■ **TASK MATERIAL**:
####
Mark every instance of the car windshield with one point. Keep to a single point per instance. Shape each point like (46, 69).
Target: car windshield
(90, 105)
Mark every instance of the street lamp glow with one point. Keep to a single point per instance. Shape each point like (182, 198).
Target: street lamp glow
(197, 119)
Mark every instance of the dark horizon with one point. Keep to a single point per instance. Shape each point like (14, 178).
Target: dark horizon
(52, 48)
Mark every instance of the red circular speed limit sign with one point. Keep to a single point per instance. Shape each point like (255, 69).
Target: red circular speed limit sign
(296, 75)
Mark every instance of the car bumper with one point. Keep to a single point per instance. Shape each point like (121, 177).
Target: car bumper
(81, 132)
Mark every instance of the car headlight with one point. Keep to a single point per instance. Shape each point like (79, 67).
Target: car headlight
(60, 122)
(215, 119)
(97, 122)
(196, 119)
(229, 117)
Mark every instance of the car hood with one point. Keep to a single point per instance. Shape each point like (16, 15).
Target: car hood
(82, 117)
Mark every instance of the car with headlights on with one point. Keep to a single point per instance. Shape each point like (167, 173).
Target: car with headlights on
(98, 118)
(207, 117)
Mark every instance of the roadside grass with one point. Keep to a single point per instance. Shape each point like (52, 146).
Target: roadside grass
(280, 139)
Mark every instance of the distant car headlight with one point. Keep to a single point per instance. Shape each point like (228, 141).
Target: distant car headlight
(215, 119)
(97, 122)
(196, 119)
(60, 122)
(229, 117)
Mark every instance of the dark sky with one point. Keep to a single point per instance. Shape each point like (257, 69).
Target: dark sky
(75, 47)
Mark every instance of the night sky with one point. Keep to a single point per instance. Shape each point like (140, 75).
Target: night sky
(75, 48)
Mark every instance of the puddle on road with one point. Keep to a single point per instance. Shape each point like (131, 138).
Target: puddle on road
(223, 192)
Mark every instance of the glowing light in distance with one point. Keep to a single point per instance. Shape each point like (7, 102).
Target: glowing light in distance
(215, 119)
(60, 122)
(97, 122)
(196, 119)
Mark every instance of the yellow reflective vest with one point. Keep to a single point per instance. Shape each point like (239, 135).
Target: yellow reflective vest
####
■ **EXERCISE PROMPT**:
Rewrite all the entries above as a JSON list of strings, with one string per line and any blank lines dropped.

■ **REPLY**:
[
  "Mark every instance of the car windshield with one point. Keep to a single point per instance. Shape each point like (46, 69).",
  "Target: car windshield",
  "(90, 105)",
  "Mark every instance of the street lamp glow with one point. Keep to a single point per instance. Shape each point like (182, 198).",
  "Target: street lamp glow",
  "(197, 119)",
  "Mark every instance of the dark horizon with one point. Keep to a single point per instance. Shape each point like (14, 178).",
  "Target: dark horizon",
  "(52, 48)",
  "Mark every instance of the red circular speed limit sign with one point. Keep to a single point per instance. Shape each point like (255, 69).",
  "Target: red circular speed limit sign",
  "(296, 75)",
  "Mark every instance of the car bumper with one point. Keep to a single point per instance. Shape each point like (121, 177).",
  "Target: car bumper",
  "(81, 132)",
  "Mark every instance of the car headlight with one point. Keep to a single point per instance. Shape each point like (79, 67).",
  "Target: car headlight",
  "(60, 122)",
  "(215, 119)",
  "(97, 122)",
  "(196, 119)",
  "(229, 117)",
  "Mark every instance of the car hood with one point. Keep to a single point per instance. Shape each point like (16, 15).",
  "Target: car hood",
  "(82, 117)",
  "Mark every instance of the car with headlights on with one point. Keep to a single point per instance. Shape each point like (167, 173).",
  "Target: car with headlights on",
  "(98, 118)",
  "(207, 117)",
  "Mark every instance of the roadside grass with one point. Keep to a single point per instance. Shape each point like (52, 146).",
  "Target: roadside grass",
  "(280, 139)",
  "Mark every instance of the distant car headlight with one point. Keep to a single point per instance. Shape each point like (228, 141).",
  "Target: distant car headlight",
  "(215, 119)",
  "(97, 122)",
  "(196, 119)",
  "(60, 122)",
  "(229, 117)",
  "Mark every instance of the dark sky with one point. Keep to a single point per instance. Shape each point like (257, 69).",
  "Target: dark sky",
  "(75, 47)",
  "Mark every instance of the night sky with one point. Keep to a single point per instance. Shape each point like (140, 75).",
  "Target: night sky",
  "(75, 48)",
  "Mark every instance of the puddle on road with one point. Keep to a single point per instance. Shape each point like (131, 138).",
  "Target: puddle on road",
  "(223, 192)",
  "Mark every instance of the glowing light in distance with one point. Keep to a single point per instance. Shape each point like (7, 102).",
  "Target: glowing light in distance",
  "(215, 119)",
  "(60, 122)",
  "(97, 122)",
  "(196, 119)",
  "Mark every instance of the yellow reflective vest with one point. Keep to a single point per instance. Shape each point like (239, 135).",
  "Target: yellow reflective vest"
]